[Start]
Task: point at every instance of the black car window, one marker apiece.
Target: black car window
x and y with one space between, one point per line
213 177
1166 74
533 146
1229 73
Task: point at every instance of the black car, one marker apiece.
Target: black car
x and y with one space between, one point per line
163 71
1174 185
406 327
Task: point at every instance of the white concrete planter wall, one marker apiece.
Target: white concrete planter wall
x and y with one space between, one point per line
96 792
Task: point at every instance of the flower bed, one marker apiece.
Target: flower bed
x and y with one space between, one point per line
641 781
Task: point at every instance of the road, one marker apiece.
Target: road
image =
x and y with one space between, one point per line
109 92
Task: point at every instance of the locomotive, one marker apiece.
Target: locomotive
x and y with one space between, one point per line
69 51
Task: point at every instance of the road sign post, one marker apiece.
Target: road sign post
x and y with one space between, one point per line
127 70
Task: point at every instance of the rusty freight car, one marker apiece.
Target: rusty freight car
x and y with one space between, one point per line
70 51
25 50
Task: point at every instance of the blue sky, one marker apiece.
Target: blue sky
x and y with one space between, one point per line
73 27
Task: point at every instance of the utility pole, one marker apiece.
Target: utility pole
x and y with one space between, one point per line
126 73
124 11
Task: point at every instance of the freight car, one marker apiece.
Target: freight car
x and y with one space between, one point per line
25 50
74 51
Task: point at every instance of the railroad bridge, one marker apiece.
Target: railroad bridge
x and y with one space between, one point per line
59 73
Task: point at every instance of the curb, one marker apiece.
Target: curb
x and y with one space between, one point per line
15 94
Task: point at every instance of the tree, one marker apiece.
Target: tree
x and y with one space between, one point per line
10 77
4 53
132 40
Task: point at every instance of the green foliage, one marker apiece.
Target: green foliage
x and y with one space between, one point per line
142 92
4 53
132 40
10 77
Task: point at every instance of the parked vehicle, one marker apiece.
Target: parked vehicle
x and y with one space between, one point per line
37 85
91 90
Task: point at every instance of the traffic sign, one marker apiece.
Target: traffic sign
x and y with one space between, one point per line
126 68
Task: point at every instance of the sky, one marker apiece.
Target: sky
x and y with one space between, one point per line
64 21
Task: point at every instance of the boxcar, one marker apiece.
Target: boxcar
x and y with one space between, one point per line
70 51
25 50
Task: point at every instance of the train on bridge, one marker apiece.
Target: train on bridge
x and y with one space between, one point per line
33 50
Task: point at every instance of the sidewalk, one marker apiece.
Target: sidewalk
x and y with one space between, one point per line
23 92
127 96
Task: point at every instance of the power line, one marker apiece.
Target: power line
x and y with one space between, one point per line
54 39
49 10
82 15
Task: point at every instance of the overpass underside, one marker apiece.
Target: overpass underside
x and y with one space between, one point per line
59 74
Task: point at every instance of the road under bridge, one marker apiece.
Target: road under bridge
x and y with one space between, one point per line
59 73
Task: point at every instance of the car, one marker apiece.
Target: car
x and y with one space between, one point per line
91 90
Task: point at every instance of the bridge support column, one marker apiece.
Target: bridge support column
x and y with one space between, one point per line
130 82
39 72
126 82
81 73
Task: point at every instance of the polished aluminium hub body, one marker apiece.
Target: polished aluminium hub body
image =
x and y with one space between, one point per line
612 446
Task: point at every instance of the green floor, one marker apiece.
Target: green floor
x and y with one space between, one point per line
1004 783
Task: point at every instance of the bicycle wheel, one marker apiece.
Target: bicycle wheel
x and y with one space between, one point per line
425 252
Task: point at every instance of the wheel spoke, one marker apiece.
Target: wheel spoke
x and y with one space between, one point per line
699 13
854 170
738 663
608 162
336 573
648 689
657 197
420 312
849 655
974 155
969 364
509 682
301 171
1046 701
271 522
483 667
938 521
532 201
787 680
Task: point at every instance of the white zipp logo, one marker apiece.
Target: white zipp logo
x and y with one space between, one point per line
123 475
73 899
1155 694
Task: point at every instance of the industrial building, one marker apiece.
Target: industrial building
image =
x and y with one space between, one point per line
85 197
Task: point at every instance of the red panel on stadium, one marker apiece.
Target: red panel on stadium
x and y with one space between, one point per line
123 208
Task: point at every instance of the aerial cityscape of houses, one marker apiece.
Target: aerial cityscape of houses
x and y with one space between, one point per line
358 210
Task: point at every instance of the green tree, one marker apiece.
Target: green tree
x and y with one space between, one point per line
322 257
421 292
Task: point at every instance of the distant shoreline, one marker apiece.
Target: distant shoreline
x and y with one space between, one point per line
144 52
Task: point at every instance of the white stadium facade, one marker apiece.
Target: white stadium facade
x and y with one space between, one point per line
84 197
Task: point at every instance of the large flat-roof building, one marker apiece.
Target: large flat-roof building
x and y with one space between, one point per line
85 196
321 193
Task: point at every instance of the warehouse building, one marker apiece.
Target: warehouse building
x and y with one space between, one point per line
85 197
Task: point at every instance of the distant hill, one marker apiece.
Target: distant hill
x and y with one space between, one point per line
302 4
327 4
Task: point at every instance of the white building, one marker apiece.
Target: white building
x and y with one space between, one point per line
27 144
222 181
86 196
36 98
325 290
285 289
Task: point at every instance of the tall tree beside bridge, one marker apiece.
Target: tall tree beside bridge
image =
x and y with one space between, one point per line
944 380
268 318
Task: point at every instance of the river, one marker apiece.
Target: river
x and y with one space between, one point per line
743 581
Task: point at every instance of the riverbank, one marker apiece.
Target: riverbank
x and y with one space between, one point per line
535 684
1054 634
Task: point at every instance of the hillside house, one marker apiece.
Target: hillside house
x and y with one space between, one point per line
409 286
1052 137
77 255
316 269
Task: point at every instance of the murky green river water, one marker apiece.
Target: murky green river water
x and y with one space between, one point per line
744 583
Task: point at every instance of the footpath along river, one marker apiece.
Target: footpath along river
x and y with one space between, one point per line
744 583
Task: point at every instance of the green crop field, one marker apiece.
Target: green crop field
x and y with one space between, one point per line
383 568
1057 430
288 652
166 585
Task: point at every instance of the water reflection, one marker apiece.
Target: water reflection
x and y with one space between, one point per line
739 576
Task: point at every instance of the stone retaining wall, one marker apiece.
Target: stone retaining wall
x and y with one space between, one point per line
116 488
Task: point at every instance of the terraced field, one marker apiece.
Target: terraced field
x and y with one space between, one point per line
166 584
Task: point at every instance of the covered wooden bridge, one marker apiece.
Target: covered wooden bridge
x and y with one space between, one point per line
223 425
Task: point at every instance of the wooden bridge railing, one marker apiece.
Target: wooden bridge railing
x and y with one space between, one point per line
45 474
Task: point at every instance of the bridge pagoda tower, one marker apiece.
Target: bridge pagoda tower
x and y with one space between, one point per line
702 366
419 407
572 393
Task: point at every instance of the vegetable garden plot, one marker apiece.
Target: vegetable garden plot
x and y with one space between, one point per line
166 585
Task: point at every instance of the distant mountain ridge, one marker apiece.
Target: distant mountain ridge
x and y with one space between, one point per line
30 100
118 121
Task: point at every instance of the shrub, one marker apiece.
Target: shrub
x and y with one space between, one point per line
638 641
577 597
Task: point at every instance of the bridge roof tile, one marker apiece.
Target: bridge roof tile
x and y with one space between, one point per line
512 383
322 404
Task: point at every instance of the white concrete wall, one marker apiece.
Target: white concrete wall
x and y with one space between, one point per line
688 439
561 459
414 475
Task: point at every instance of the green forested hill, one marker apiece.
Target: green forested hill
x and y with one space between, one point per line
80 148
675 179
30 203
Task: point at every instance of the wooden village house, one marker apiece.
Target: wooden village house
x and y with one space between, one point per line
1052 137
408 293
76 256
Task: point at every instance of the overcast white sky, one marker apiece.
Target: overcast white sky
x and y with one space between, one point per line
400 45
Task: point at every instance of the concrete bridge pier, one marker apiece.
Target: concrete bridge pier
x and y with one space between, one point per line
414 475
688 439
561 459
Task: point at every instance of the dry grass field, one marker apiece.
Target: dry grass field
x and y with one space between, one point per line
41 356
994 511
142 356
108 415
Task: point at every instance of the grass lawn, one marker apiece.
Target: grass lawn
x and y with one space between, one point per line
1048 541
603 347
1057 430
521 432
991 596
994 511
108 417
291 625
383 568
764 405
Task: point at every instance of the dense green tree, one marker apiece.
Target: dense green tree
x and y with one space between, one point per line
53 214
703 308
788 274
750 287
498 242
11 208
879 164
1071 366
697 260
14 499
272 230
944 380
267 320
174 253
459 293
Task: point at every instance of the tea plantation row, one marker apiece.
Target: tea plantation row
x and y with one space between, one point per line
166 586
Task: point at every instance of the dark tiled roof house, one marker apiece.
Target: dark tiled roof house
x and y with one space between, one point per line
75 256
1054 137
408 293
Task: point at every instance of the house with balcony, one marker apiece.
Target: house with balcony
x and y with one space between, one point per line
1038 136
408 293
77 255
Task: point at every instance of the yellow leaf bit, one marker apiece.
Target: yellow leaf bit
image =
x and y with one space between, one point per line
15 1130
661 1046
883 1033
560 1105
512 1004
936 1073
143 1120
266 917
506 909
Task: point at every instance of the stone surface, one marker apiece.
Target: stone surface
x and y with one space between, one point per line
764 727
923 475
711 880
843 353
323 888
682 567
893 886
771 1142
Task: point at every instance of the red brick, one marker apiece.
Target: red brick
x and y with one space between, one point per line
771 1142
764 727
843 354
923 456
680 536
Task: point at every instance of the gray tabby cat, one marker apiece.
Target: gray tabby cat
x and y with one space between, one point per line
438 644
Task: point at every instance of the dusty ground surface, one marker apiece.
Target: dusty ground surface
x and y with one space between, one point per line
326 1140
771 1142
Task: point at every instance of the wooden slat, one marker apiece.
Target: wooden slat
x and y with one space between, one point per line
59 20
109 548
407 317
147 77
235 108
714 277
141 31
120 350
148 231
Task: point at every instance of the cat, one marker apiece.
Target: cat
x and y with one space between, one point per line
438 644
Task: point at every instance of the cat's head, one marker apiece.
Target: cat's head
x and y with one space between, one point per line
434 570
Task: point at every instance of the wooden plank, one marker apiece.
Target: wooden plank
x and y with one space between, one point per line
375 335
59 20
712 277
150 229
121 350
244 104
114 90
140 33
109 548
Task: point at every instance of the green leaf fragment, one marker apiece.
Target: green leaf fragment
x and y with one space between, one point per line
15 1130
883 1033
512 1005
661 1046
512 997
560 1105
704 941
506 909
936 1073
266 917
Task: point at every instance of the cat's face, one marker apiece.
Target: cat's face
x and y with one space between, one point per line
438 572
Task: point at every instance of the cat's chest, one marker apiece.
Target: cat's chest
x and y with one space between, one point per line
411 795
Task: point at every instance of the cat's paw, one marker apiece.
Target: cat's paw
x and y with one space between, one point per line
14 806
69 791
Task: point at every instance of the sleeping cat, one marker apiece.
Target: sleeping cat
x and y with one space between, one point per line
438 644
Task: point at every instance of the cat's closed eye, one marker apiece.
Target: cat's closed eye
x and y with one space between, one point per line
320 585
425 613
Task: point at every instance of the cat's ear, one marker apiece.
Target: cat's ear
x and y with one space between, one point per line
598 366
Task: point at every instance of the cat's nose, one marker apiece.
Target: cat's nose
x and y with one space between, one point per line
[End]
*TASK TO CARRY OUT:* Quote only the lines from the one containing "Task: point at every instance of the cat's chest, one" through the final line of the records, with both ends included.

*OUTPUT FOR THIS TASK:*
Task: point at every instance of the cat's chest, one marker apiece.
Target: cat's chest
x and y with one space between, one point per line
411 795
Task: point at every instance of the cat's paw, one marker apiece.
Target: cat's paw
x and y with one space between, one point per line
14 806
69 791
Task: point at every instance of the sleeping cat, one marker apiece.
Target: sleeping cat
x and y with one space between, one point per line
438 644
Task: point at every instance of the cat's closed eye, one marker apiece.
Target: cat's closed eye
x and y with one space between, one point per line
320 585
425 613
Task: point at every instance of the cat's ear, one marker apiece.
Target: cat's ear
x and y with one space between, one point per line
598 366
Task: point at every instance of the cat's nose, one marker apiece.
Target: cat's nose
x and y with one space between, one point per line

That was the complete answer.